[Auszüge aus Zeigedaten]

========================================

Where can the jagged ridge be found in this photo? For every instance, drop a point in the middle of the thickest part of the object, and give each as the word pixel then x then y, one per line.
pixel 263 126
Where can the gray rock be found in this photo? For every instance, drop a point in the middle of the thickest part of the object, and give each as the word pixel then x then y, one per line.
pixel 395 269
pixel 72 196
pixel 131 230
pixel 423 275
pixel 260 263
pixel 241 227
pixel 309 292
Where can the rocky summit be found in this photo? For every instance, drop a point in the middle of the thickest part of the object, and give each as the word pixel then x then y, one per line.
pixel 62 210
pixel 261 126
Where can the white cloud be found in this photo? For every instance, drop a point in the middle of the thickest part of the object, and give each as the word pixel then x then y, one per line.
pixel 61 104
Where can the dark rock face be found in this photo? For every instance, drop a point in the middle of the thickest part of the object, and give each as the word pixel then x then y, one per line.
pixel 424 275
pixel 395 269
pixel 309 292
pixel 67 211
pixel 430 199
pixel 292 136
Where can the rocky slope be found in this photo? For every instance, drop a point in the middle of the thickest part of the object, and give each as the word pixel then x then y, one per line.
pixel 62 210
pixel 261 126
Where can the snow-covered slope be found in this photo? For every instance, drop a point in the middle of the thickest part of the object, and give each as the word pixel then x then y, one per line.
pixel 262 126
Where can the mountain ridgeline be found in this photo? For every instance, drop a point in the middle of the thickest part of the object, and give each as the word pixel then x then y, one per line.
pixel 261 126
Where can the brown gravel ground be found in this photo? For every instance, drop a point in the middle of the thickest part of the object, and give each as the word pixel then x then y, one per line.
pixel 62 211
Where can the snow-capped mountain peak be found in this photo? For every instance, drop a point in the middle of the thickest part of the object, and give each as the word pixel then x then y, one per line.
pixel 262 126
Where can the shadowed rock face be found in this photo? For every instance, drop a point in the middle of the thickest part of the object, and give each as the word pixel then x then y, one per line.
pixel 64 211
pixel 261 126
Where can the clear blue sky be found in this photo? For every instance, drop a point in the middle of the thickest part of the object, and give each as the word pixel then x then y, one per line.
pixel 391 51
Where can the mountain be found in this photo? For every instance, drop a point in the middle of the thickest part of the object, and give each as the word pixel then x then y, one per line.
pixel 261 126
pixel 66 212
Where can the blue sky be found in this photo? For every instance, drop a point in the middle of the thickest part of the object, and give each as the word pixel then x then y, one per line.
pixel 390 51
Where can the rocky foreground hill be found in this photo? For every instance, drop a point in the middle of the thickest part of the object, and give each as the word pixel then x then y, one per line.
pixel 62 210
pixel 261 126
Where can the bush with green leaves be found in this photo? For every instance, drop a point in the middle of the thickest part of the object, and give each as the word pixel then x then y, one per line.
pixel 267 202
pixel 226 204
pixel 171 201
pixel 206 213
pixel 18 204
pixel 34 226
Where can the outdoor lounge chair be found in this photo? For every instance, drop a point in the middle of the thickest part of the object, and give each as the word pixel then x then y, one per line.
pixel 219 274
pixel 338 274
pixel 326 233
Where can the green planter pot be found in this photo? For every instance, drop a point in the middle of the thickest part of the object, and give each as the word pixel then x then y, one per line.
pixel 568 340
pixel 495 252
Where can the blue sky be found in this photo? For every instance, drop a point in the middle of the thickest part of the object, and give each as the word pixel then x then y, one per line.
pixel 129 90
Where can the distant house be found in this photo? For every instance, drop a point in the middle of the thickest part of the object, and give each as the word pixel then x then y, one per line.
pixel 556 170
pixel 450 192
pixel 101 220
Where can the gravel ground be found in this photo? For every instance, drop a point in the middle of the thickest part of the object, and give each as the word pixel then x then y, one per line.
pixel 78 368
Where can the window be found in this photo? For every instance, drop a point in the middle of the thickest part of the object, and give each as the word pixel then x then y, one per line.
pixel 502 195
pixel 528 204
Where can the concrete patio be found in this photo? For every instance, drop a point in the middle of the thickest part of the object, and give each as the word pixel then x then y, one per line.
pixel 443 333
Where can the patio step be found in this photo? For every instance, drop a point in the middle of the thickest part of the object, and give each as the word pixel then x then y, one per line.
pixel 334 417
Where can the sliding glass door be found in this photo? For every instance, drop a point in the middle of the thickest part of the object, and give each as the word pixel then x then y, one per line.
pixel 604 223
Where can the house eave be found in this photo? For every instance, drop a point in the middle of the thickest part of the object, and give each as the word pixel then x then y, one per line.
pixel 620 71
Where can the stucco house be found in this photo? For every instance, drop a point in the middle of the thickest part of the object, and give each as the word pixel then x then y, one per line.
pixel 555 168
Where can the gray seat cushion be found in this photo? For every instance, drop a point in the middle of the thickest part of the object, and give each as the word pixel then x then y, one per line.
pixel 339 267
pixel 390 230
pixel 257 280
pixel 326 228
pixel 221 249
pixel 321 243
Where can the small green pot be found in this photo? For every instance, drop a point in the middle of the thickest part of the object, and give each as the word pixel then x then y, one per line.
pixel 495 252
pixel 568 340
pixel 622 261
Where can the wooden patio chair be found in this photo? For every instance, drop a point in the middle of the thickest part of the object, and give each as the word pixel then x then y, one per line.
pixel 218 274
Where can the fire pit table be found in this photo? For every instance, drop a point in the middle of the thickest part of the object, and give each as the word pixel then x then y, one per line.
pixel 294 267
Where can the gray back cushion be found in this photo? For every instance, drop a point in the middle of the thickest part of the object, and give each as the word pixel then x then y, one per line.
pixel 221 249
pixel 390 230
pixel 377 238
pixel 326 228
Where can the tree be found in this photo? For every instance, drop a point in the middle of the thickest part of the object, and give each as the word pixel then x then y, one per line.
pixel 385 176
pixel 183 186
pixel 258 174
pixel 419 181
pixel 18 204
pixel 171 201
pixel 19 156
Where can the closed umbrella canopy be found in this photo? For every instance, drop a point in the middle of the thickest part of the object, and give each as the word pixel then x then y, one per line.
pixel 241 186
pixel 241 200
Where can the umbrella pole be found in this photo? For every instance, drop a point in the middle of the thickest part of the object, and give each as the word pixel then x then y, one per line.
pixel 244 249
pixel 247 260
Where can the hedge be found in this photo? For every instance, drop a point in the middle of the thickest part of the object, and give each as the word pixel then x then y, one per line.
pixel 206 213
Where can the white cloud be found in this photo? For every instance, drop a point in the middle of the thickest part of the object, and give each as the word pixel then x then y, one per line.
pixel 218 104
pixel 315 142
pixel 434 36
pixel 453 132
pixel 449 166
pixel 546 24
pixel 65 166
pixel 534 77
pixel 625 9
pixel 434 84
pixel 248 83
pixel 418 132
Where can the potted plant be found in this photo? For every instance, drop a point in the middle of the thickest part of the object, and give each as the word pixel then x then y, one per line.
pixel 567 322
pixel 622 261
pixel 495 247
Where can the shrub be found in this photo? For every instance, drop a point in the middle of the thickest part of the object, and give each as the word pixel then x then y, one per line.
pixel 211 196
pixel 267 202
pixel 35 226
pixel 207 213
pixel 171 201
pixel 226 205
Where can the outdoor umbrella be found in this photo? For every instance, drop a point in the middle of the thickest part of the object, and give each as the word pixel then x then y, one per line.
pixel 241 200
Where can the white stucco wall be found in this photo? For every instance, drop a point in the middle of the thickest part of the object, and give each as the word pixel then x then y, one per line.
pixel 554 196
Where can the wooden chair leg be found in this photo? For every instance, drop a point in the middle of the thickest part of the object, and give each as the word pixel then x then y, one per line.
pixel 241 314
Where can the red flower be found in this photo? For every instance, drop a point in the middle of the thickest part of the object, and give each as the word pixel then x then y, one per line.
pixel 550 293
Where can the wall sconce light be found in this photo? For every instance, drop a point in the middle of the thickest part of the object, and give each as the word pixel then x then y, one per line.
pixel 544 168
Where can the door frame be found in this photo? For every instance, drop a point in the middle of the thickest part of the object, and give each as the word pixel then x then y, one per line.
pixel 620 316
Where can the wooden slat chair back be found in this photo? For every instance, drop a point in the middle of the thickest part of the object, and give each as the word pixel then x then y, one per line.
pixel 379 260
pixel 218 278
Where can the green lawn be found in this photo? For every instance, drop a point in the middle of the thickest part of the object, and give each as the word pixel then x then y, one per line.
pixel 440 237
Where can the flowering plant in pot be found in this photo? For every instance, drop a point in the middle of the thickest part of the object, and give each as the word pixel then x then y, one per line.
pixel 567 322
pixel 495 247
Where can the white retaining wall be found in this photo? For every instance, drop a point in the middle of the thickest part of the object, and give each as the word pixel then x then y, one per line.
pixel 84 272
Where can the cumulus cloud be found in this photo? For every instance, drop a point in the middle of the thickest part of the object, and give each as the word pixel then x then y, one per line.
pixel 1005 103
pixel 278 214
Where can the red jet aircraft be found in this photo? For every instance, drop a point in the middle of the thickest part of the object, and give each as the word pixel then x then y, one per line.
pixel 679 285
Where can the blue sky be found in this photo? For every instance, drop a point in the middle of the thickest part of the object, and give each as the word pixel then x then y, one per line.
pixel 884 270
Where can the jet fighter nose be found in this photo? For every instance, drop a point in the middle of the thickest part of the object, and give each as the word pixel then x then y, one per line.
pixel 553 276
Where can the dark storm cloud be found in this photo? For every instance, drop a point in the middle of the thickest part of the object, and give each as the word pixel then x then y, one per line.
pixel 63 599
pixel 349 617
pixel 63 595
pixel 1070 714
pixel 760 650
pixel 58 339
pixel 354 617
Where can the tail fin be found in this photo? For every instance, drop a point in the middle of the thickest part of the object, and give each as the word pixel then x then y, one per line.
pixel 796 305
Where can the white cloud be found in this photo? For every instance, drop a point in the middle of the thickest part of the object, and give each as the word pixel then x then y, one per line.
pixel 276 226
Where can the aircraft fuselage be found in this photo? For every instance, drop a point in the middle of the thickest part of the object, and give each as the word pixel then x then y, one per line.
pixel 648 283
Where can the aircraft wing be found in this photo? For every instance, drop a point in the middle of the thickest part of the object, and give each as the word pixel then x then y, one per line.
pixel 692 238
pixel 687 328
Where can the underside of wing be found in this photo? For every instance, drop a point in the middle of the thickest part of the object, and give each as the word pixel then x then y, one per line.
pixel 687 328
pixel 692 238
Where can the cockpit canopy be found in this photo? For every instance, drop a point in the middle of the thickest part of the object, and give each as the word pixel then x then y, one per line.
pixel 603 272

========================================

## Aufgabe
Zitiere aus dem Material wortgetreu den Abschnitt von der Zeile mit „Where can the shadowed“ bis zur Zeile mit „pixel 391 51“, beide Zeilen eingeschlossen.

## Vollständige Ausgabe
Where can the shadowed rock face be found in this photo? For every instance, drop a point in the middle of the thickest part of the object, and give each as the word pixel then x then y, one per line.
pixel 64 211
pixel 261 126
Where can the clear blue sky be found in this photo? For every instance, drop a point in the middle of the thickest part of the object, and give each as the word pixel then x then y, one per line.
pixel 391 51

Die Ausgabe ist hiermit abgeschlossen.